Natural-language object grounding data
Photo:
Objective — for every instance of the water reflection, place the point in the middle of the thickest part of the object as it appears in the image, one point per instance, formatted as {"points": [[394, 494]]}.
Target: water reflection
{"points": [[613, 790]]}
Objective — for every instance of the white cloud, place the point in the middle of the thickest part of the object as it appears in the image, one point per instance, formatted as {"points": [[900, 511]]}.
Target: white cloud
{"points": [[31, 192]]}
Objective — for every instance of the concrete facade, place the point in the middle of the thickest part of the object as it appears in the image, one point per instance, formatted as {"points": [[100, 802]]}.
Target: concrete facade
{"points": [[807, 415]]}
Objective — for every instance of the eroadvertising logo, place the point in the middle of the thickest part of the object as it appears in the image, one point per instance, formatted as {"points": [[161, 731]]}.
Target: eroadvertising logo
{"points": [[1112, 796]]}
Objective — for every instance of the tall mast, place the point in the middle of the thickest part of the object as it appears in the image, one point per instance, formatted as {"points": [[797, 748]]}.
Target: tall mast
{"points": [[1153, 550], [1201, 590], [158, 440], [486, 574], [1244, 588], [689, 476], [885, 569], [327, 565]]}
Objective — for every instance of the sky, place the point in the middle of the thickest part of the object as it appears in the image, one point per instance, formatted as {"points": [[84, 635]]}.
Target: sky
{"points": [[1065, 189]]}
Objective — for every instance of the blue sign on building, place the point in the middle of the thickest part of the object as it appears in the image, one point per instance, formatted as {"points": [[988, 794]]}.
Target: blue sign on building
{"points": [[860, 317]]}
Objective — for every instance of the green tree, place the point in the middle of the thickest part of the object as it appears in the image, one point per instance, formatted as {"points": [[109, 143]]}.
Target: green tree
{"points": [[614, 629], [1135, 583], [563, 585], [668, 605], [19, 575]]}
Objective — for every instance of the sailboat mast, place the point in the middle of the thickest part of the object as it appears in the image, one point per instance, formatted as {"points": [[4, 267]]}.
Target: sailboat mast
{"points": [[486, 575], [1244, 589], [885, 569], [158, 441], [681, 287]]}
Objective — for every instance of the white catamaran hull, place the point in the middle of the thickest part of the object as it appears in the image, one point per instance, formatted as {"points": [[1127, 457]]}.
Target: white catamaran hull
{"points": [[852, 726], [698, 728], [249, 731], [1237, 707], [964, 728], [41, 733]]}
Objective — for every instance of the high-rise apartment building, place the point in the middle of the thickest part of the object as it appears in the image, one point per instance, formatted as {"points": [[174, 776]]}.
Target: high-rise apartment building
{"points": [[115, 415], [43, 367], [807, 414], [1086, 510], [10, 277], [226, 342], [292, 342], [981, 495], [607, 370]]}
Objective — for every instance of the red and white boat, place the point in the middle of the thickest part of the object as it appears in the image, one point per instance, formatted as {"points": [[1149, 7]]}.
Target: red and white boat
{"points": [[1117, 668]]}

» **TASK**: Transcribe the entries above so that nothing in them differs from the original.

» **RESULT OF THE EXERCISE**:
Photo:
Objective — for every instance of the water reflection, place the point in the middle of the thickest part of the object as it appears in the image, one point per instance, formatted as {"points": [[394, 494]]}.
Target: water reflection
{"points": [[613, 790]]}
Objective — for every instance of the white cloud, place the point in the middle of the thickest part of the object as it appears in the image, one point per instance, formatted as {"points": [[900, 511]]}.
Target: white cloud
{"points": [[31, 192]]}
Objective — for every instance of the concrete facade, place the point in the middle of the thickest part of the object as it appears in the image, one point per instance, formatted as {"points": [[100, 802]]}.
Target: concrete facade
{"points": [[807, 415]]}
Objective — for every instance of the eroadvertising logo, place the point in the middle of the thickest part of the object as it appears in the image, one point per instance, formatted as {"points": [[161, 731]]}.
Target: eroadvertising logo
{"points": [[1112, 796]]}
Objective — for every instance of the tall mast, place the point in the middle of the thickest part of the object as it appears in the image, one point per instance, formatted as {"points": [[797, 748]]}.
Target: tall mast
{"points": [[1153, 550], [1201, 590], [158, 440], [486, 574], [1244, 588], [689, 476], [885, 569], [327, 565]]}
Objective — for every instance of the sky, place the point in the middle of the thickest part of the object as it appears in the image, one point per instance, formatted as {"points": [[84, 635]]}.
Target: sky
{"points": [[1065, 189]]}
Objective — for every instance of the blue sign on building, place the point in the middle of the thickest part of the object as it appears in the image, one point per instance, formatted as {"points": [[988, 794]]}.
Target: blue sign on building
{"points": [[860, 317]]}
Objective — for every instance of the green tree, place the point in the middle of the thickest part of the object as it appears in the image, one point per instance, formatted as {"points": [[109, 143]]}.
Target: green tree
{"points": [[614, 629], [1135, 583], [563, 585], [668, 605], [19, 575]]}
Objective — for every instance of the sailboat mast, place the point in the middle of the thickest part of the object as it appears in the image, one point per instance, formatted as {"points": [[4, 267]]}.
Target: sailboat mast
{"points": [[486, 575], [1244, 589], [885, 569], [158, 441], [681, 287]]}
Objective — for every instance of the white catamaran hull, place the point in the middle of the thickest part of the object as it appears in the image, one point per instance, formatted as {"points": [[1127, 457]]}.
Target: white catamaran hull
{"points": [[852, 726], [698, 728], [249, 731], [1237, 707], [964, 728], [41, 733]]}
Objective — for every instance of the high-rise apartment building, place the point in the middle of the thickest part of the object as it appears in the image, one point per instance, formatted as {"points": [[174, 776]]}.
Target: high-rise apartment building
{"points": [[115, 415], [43, 367], [807, 414], [1086, 510], [10, 277], [226, 342], [292, 342], [981, 495], [607, 370]]}
Objective — for every instance of the red and white boat, place the point in the middle of the thickest part of the object as it appears in the image, one point per instance, formatted as {"points": [[1149, 7]]}.
Target: red and white boat
{"points": [[1117, 668]]}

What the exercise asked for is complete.